#### Records provided ####
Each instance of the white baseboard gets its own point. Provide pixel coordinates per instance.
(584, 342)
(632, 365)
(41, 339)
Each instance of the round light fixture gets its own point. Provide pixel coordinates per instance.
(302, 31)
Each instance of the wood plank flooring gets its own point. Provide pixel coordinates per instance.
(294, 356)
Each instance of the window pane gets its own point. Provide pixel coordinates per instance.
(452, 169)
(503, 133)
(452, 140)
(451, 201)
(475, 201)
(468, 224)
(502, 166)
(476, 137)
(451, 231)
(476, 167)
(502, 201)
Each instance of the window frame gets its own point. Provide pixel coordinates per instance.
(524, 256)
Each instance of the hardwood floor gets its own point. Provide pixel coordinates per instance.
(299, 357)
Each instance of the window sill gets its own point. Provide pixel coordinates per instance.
####
--- Directions ---
Quote only the lines from the line containing "Each instance of the window pane" through the end of the listing, please, keeping both the first and the last line.

--- Solution to this exercise ---
Each instance of the window pane gets its own point. Provide pixel coordinates per instance.
(452, 169)
(503, 133)
(452, 140)
(451, 201)
(475, 201)
(468, 224)
(502, 166)
(476, 137)
(451, 231)
(476, 167)
(502, 201)
Each instance of the window frame gets its own point. Provide pixel coordinates per instance.
(524, 256)
Each instance of the hardwood floor gets its own point. Provide pixel coordinates per instance.
(299, 357)
Each instance of the window sill gets its own point. Provide pixel coordinates per instance.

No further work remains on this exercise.